Records to process
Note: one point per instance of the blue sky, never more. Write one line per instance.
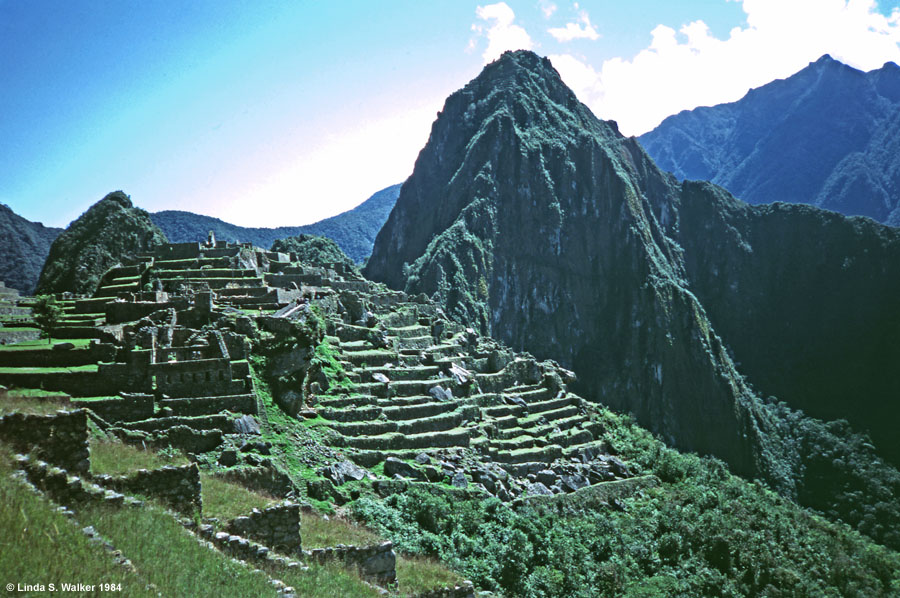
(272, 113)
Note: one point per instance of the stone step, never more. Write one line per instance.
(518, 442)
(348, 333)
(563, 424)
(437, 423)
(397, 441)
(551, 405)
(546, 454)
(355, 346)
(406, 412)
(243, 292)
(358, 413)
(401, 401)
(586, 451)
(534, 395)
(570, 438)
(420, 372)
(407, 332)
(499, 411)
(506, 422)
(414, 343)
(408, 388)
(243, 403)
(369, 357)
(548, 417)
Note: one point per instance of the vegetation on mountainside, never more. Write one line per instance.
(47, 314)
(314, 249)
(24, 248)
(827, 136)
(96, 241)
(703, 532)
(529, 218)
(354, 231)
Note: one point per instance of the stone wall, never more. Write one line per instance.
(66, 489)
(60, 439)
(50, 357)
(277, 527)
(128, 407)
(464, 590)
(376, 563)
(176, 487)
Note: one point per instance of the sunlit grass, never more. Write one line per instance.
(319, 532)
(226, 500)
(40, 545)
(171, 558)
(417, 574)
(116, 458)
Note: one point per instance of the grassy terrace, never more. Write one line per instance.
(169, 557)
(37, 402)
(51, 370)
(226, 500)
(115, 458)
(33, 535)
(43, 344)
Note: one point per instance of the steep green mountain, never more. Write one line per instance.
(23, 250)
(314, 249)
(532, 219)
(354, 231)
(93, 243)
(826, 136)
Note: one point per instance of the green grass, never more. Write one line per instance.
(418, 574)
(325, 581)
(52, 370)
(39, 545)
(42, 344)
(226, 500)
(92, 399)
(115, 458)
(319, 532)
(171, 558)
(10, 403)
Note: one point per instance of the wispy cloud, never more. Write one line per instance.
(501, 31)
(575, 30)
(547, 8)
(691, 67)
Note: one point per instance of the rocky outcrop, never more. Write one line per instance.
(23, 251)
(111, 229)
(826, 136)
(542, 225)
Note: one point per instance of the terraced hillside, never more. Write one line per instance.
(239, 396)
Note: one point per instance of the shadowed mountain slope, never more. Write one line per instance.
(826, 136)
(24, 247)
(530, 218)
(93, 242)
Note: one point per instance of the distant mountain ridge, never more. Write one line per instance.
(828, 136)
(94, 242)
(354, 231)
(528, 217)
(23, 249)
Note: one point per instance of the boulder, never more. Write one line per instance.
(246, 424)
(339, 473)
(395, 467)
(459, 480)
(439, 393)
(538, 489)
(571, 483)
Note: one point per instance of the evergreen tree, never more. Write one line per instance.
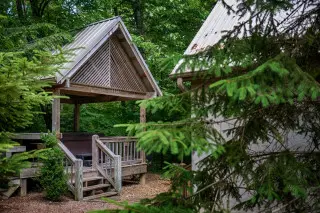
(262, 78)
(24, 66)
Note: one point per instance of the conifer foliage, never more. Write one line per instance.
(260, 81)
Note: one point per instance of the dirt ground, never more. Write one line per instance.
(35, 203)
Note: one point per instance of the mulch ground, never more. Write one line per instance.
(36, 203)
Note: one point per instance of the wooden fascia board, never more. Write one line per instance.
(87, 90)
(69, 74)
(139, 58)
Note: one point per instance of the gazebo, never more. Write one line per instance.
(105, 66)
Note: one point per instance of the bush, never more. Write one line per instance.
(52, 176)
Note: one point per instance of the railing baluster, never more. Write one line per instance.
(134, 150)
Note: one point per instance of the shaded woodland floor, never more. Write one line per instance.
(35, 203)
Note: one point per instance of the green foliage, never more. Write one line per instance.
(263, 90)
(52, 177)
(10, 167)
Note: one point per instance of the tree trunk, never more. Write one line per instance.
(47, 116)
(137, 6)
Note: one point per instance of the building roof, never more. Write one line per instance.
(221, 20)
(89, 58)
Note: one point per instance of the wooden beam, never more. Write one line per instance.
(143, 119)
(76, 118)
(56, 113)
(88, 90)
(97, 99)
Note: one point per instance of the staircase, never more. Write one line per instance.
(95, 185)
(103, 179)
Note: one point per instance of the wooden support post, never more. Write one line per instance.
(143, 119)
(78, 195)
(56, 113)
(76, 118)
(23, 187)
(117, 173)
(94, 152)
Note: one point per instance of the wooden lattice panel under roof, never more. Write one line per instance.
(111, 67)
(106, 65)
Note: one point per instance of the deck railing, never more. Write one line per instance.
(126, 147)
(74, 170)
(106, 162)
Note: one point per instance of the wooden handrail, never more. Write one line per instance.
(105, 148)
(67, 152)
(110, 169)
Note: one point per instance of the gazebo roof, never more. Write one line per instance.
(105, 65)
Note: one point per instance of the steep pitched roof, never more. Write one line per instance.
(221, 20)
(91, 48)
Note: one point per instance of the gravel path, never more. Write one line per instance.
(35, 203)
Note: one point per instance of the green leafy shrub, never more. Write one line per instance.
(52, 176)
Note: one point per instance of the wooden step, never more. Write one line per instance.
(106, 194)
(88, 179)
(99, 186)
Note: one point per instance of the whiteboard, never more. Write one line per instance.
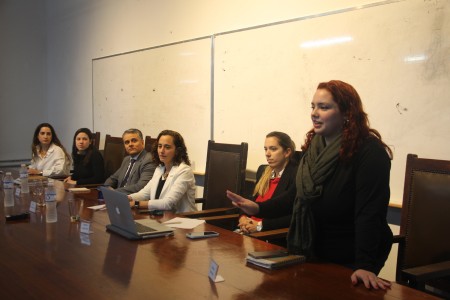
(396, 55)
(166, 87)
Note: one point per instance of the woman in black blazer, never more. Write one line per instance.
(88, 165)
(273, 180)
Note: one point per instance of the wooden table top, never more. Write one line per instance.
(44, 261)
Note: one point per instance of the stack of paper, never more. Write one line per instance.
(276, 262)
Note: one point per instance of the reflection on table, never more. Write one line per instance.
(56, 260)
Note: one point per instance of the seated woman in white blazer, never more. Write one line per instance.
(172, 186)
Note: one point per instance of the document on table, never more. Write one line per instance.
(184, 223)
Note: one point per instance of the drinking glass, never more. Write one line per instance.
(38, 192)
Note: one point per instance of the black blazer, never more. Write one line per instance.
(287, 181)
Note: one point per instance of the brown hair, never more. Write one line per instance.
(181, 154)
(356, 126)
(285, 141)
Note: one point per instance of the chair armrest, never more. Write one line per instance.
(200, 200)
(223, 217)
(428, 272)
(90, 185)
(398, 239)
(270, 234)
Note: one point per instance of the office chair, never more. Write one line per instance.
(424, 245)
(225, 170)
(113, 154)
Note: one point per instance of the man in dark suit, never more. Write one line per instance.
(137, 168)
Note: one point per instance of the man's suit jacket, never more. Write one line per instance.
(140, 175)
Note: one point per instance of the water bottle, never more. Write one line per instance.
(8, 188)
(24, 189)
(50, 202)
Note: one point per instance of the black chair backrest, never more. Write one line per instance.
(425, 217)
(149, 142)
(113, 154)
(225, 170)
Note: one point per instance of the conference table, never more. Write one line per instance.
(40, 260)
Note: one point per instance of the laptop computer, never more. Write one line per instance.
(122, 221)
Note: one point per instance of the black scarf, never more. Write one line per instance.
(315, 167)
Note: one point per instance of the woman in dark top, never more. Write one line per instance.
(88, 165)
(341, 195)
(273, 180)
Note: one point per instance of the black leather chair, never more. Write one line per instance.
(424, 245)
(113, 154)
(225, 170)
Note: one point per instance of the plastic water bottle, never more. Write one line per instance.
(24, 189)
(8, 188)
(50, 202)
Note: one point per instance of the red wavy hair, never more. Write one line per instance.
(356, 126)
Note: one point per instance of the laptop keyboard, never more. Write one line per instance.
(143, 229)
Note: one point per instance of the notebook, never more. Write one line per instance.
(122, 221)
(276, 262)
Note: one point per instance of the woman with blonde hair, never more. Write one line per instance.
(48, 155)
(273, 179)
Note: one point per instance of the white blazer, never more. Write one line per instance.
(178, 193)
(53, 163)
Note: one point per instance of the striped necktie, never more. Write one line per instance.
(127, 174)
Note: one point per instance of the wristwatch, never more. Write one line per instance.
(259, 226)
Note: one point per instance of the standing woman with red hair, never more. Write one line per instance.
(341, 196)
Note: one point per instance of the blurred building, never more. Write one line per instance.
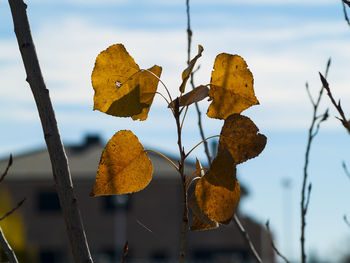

Required action
Write out exactly, please, the lines that start at the one containing "Note: one point per instance of the black leather" and run through the final line of the entries, both included, leaving pictures out.

The completed task
Note: one point per instance of the black leather chair, never more. Write one line per instance.
(424, 245)
(113, 154)
(225, 170)
Note: one point per instance of the plastic water bottle, never more. Write one line per instance.
(24, 189)
(8, 188)
(50, 202)
Note: one point per instance of the red wavy hair, never more. Write one line per instance.
(356, 126)
Note: one point per instance of the laptop keyboard, never more. Write one line per instance.
(143, 229)
Note: one point per instance of the notebook, never more. Write one line per instance.
(122, 221)
(276, 262)
Note: one point per instance of the woman with blonde hair, never more. Write one line per instance.
(48, 155)
(273, 179)
Note: one point per instance of the white blazer, never more. Write one line per instance.
(178, 193)
(53, 163)
Note: one point per instance of the striped necktie, never more. Write one line per instance.
(127, 174)
Note: one point per instance of the wristwatch, never more. Write one line per instance.
(259, 226)
Note: one point per instance of the standing woman with red hair, never more. Write one line per instance.
(341, 196)
Note: one point per instance of the blurred building, never more. Write one line per instance.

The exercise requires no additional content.